__Problem requirements__.
Look for the line containing "banner with tree" in the entries below, then print that line and all that follow it exactly.

__Records supplied__.
= = = = = = =
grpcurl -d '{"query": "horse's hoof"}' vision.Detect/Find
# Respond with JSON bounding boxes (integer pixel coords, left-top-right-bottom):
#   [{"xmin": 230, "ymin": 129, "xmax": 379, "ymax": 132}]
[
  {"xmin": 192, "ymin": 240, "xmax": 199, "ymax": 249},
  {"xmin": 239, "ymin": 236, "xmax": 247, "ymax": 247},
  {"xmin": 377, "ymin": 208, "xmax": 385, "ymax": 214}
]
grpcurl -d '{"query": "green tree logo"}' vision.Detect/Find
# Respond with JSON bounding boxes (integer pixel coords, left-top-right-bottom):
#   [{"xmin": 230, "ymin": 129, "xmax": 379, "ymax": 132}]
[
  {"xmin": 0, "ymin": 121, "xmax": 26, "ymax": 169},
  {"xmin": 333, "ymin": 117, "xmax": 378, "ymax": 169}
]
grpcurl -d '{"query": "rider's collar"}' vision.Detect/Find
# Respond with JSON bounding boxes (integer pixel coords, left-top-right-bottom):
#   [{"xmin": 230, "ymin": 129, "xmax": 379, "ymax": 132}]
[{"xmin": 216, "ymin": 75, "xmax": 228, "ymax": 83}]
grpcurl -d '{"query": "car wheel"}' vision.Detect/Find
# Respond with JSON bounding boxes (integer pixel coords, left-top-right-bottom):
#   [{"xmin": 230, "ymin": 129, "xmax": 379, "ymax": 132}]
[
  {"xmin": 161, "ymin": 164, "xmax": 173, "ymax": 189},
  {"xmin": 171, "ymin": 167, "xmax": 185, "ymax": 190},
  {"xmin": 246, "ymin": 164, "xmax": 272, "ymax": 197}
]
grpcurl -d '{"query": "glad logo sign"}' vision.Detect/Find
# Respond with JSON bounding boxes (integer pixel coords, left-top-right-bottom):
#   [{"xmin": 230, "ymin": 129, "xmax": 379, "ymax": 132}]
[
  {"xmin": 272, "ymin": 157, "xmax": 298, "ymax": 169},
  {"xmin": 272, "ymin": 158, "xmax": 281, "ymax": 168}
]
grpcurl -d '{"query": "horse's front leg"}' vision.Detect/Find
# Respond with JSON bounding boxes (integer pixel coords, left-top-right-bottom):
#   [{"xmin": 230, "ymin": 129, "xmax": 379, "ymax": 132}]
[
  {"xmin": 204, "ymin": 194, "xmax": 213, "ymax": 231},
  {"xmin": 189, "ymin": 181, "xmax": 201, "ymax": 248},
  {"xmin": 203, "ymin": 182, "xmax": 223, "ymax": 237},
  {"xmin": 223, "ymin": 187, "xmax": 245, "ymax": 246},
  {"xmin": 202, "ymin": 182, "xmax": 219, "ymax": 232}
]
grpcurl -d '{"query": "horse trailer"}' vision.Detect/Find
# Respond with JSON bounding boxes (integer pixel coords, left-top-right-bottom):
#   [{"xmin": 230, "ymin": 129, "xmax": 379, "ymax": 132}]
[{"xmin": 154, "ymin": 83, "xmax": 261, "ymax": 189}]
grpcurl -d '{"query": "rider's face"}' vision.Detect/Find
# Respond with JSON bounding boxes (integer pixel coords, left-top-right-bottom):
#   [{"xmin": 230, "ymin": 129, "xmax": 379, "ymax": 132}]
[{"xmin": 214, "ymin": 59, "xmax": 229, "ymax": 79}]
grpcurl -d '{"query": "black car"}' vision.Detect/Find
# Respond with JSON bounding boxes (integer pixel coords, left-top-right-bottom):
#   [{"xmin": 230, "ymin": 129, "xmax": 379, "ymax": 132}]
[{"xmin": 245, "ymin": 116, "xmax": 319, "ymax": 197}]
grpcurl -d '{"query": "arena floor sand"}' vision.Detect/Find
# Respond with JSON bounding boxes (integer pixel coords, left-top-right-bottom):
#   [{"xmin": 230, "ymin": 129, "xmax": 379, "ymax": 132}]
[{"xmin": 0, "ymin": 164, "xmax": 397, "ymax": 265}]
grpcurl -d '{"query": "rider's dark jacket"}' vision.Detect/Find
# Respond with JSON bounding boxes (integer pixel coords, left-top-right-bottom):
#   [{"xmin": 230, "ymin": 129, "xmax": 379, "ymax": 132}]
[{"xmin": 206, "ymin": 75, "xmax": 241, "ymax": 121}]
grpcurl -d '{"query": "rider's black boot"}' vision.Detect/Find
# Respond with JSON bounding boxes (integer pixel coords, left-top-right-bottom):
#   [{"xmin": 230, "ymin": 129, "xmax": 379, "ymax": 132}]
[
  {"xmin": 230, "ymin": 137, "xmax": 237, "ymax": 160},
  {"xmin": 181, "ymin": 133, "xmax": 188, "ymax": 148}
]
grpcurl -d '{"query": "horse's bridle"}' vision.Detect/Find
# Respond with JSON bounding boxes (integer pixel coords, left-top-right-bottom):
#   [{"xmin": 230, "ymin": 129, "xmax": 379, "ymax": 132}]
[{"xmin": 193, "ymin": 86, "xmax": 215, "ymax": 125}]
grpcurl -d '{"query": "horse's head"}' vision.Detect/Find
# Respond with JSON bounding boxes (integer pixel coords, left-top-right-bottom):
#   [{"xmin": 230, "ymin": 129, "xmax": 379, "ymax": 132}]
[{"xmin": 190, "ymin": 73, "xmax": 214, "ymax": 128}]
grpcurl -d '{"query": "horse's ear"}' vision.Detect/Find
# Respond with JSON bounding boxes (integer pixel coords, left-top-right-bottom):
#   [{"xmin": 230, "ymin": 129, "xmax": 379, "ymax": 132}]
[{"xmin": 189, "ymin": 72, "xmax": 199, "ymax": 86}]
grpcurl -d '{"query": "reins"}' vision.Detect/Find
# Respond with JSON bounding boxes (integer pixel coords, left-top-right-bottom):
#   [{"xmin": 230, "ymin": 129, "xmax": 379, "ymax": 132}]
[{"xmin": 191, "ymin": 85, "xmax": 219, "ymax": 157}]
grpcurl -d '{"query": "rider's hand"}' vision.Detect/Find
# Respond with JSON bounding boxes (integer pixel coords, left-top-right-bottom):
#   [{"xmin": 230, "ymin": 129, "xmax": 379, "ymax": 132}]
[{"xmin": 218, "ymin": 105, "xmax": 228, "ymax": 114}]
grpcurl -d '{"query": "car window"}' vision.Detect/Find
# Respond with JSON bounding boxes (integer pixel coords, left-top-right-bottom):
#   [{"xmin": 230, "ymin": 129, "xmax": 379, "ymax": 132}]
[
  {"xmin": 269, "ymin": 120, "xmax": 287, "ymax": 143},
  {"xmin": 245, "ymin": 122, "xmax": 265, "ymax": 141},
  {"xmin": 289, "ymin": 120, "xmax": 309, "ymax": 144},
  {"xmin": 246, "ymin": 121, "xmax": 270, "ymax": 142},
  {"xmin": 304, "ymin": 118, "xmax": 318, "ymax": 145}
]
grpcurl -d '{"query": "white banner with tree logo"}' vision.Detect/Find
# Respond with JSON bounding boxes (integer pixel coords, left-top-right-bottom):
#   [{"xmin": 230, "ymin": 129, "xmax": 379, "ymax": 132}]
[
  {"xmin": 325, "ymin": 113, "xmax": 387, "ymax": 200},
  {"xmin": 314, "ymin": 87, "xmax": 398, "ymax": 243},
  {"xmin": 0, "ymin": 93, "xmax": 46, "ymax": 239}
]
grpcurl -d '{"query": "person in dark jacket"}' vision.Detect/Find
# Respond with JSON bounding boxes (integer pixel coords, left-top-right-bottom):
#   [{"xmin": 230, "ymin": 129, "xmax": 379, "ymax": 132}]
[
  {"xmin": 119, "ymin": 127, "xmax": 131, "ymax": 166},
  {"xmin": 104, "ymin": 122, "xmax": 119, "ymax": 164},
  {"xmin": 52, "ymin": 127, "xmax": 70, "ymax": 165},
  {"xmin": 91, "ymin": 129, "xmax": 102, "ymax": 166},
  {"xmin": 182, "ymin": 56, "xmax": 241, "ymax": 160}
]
= = = = = = =
__Solution to the exercise__.
grpcurl -d '{"query": "white banner with tree logo"}' vision.Detect/Find
# Respond with JSON bounding boxes (integer pixel coords, left-top-right-bottom):
#   [{"xmin": 230, "ymin": 129, "xmax": 379, "ymax": 132}]
[
  {"xmin": 325, "ymin": 113, "xmax": 387, "ymax": 200},
  {"xmin": 314, "ymin": 87, "xmax": 398, "ymax": 243},
  {"xmin": 0, "ymin": 93, "xmax": 46, "ymax": 239}
]
grpcurl -d '{"query": "person in dark jacket"}' vision.Detect/Find
# Respond with JSON bounding boxes (integer pixel coords, left-top-right-bottom):
#   [{"xmin": 230, "ymin": 129, "xmax": 379, "ymax": 132}]
[
  {"xmin": 119, "ymin": 127, "xmax": 131, "ymax": 166},
  {"xmin": 104, "ymin": 122, "xmax": 119, "ymax": 164},
  {"xmin": 52, "ymin": 127, "xmax": 70, "ymax": 165},
  {"xmin": 91, "ymin": 129, "xmax": 102, "ymax": 166},
  {"xmin": 182, "ymin": 56, "xmax": 241, "ymax": 160}
]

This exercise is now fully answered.